• YOUR INSTRUCTIONS:
List each line of the data that holds the word "Where".

(Records contained in a dataset)
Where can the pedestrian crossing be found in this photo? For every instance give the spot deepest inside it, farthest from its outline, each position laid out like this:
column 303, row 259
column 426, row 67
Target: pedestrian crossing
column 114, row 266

--

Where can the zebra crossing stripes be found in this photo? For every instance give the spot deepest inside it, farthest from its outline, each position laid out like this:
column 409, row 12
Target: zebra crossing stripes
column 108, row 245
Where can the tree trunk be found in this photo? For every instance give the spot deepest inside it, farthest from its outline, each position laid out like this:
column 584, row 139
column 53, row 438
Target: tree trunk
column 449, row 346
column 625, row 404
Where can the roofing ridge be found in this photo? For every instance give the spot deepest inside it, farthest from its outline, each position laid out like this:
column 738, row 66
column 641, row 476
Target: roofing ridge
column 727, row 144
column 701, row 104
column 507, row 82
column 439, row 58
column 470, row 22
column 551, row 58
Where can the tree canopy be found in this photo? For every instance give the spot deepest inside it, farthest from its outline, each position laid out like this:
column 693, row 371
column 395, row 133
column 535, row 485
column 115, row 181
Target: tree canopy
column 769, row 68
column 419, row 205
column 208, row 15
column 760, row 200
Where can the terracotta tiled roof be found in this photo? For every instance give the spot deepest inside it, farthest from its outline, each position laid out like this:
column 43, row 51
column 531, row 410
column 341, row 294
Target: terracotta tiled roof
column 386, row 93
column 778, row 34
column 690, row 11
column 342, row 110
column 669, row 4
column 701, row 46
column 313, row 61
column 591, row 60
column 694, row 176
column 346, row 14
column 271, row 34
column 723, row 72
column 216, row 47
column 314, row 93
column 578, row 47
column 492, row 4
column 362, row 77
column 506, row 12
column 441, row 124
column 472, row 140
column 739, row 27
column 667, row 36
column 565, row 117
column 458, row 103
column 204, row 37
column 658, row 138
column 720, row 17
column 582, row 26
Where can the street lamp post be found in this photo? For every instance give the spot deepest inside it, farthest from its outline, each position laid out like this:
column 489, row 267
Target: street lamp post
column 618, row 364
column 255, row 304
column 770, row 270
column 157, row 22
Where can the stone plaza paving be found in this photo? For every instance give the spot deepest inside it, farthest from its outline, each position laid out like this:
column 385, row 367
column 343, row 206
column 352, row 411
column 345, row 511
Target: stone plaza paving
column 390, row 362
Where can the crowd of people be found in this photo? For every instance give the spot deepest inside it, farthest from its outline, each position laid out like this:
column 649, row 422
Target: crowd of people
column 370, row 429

---

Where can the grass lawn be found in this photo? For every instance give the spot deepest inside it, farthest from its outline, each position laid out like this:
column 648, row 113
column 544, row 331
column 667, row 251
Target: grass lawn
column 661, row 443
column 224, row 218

• EXPECTED ANSWER:
Where can the pedestrian crossing be found in this photo? For every instance give the spot deepest inside it, farthest from its outline, each position laid out like this:
Where can the zebra crossing stripes be found in this photo? For every instance give the spot deepest inside it, farthest from its outline, each position laid out like this:
Where can the tree trunk be found in this photo? For every instance give the spot deepest inside it, farthest from its outline, each position laid out like this:
Where can the roofing ridge be found in this photo? For every instance give the spot deepest inside it, farthest from its outline, each position laid out like this:
Where can the tree canopy be found in this photo? For every instance give the spot deepest inside it, farthest from its outline, each position laid out like this:
Where can the terracotta tiled roof be found in this photo? For every instance give the spot deepest inside it, farthest from its outline, each position laid out like this:
Where can the street lamp post be found in this photo? For every instance give the spot deepest inside it, farthest from its outline, each position laid out like this:
Where can the stone plaza paving be found in this photo? For every instance give the spot deepest inside it, farthest from its outline, each position laid out like this:
Where can the crowd of people be found in this photo? For every instance give the spot deepest inside it, farthest from its outline, each position laid out like this:
Where can the grass lawn be found in this photo? For every instance give the spot deepest inside it, farthest from its outline, each position laid out like this:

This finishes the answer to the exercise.